**GOAL OF THE EXERCISE**. The required output is the full listing below, reproduced word for word.

**SOURCE MATERIAL**.
------------------------------------------------------------------------

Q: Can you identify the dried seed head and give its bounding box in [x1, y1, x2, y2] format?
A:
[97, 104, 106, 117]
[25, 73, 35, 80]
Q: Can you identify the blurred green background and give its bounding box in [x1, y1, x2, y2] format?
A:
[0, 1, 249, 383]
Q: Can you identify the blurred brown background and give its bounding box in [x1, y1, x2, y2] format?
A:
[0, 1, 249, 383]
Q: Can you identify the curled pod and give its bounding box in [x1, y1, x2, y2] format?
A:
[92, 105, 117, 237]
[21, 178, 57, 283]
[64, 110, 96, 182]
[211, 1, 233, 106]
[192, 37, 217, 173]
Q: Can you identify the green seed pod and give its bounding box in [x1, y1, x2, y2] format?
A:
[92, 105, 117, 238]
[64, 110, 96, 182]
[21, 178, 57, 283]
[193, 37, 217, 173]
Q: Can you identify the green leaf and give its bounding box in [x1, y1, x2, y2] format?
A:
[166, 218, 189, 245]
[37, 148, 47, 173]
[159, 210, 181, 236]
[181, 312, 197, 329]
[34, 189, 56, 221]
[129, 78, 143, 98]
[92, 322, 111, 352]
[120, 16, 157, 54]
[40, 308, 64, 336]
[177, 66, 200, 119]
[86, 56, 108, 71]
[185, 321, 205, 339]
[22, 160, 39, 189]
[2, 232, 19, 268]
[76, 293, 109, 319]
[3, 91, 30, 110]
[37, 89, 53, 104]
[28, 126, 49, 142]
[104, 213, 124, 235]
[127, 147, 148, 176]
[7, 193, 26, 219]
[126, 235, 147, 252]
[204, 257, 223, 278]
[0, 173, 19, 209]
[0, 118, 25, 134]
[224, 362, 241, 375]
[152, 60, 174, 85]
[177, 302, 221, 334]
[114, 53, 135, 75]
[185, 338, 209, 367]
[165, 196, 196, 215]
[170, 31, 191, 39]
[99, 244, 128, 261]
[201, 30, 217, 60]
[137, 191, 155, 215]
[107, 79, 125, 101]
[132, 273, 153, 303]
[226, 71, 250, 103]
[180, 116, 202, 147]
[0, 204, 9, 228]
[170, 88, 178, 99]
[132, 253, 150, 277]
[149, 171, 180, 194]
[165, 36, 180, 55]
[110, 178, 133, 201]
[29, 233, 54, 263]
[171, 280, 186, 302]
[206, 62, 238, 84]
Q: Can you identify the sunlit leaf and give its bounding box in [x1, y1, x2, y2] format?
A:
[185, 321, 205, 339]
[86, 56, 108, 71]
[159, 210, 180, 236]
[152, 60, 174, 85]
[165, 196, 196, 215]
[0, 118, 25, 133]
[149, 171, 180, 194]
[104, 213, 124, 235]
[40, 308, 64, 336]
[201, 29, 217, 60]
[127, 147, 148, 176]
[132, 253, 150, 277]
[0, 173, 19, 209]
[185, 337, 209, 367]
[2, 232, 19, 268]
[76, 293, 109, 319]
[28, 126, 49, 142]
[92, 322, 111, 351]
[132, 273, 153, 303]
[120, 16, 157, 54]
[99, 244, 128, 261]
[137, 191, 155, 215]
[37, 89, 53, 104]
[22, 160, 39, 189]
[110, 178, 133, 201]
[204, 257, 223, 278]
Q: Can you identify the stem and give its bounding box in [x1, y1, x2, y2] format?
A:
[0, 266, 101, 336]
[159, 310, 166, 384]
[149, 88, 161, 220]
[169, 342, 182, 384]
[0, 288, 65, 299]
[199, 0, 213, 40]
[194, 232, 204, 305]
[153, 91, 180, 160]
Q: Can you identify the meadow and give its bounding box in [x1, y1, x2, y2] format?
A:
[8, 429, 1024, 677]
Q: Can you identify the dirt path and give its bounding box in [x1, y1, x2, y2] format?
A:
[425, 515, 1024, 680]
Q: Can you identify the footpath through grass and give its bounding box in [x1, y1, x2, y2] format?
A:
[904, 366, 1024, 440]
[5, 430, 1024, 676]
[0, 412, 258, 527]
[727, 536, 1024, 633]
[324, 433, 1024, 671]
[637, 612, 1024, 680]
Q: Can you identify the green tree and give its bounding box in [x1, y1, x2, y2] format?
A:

------------------------------------------------------------------------

**FINAL ANSWER**.
Q: Can you identify the dried seed head and give its bounding box in [x1, y1, x2, y2] format?
A:
[97, 104, 106, 117]
[25, 73, 35, 80]
Q: Can you identify the blurred green background and give its bounding box in [x1, y1, x2, y2] format?
A:
[0, 1, 249, 383]
Q: Can you identify the blurred brown background and give its bounding box in [x1, y1, x2, y2] format?
A:
[0, 1, 249, 383]
Q: Can you identify the curled pod and give its bounding box in [x1, y1, x2, y2] format?
A:
[92, 105, 117, 237]
[21, 178, 57, 283]
[64, 110, 96, 182]
[211, 1, 233, 106]
[192, 37, 217, 173]
Q: Can you identify the green seed pod and give its bounding box in [x1, y1, x2, y2] format?
A:
[92, 105, 117, 238]
[64, 110, 96, 182]
[21, 178, 57, 283]
[193, 37, 217, 173]
Q: Can you identify the green leaf and give its bounding box in [x1, y1, x2, y2] format?
A:
[166, 218, 189, 245]
[37, 148, 47, 173]
[159, 210, 181, 236]
[181, 312, 197, 329]
[34, 189, 56, 221]
[129, 78, 143, 98]
[92, 322, 111, 352]
[120, 16, 157, 54]
[40, 308, 64, 336]
[177, 66, 200, 119]
[86, 56, 108, 71]
[185, 321, 205, 339]
[22, 160, 39, 189]
[2, 232, 19, 268]
[76, 293, 109, 319]
[3, 91, 30, 110]
[37, 89, 53, 104]
[28, 126, 49, 142]
[104, 213, 124, 235]
[127, 147, 148, 176]
[7, 193, 26, 219]
[126, 235, 147, 252]
[204, 257, 223, 278]
[0, 173, 19, 209]
[0, 118, 25, 134]
[224, 362, 241, 375]
[152, 60, 174, 85]
[177, 302, 221, 334]
[114, 53, 135, 75]
[185, 338, 209, 367]
[165, 196, 196, 215]
[170, 31, 191, 39]
[99, 244, 128, 261]
[201, 30, 217, 60]
[137, 191, 155, 215]
[107, 79, 125, 101]
[132, 273, 153, 303]
[226, 71, 250, 103]
[180, 116, 202, 147]
[0, 204, 9, 228]
[170, 88, 178, 99]
[132, 253, 150, 277]
[149, 171, 180, 194]
[165, 36, 180, 55]
[110, 178, 133, 201]
[29, 233, 54, 263]
[171, 280, 186, 302]
[206, 62, 238, 84]
Q: Can you identify the sunlit leaf and give its bounding box in [x1, y1, x2, y2] format?
A:
[185, 321, 205, 339]
[86, 56, 108, 71]
[159, 210, 180, 236]
[152, 60, 174, 85]
[165, 196, 196, 215]
[0, 118, 25, 133]
[149, 171, 180, 194]
[104, 213, 124, 235]
[40, 308, 64, 336]
[201, 29, 217, 60]
[127, 147, 148, 176]
[132, 253, 150, 277]
[0, 173, 19, 209]
[185, 337, 209, 367]
[2, 232, 19, 268]
[76, 293, 109, 319]
[28, 126, 49, 142]
[92, 322, 111, 351]
[132, 273, 153, 303]
[120, 16, 157, 54]
[99, 244, 128, 261]
[137, 191, 155, 215]
[37, 89, 53, 104]
[22, 160, 39, 189]
[110, 178, 133, 201]
[204, 257, 223, 278]
Q: Can you identify the stem and give its bounding box in [x1, y1, x2, y2] format?
A:
[0, 266, 101, 336]
[159, 310, 166, 384]
[149, 88, 161, 220]
[169, 342, 182, 384]
[0, 288, 65, 299]
[199, 0, 213, 40]
[194, 232, 204, 305]
[153, 91, 180, 160]
Q: Can you identify the meadow and give its bounding box in [x1, y1, x2, y2] format?
A:
[8, 429, 1024, 677]
Q: Can you identify the dirt path and give its bounding box in [x1, y1, x2, y2] format?
A:
[425, 515, 1024, 680]
Q: Can you identify the footpath through grass and give its bounding box in [x1, y1, x2, y2] format?
A:
[904, 366, 1024, 440]
[5, 430, 1024, 676]
[0, 412, 258, 527]
[727, 536, 1024, 633]
[324, 433, 1024, 671]
[637, 612, 1024, 680]
Q: Can you identify the green tree and give its bounding box in [x1, y1, x2, y2] format?
A:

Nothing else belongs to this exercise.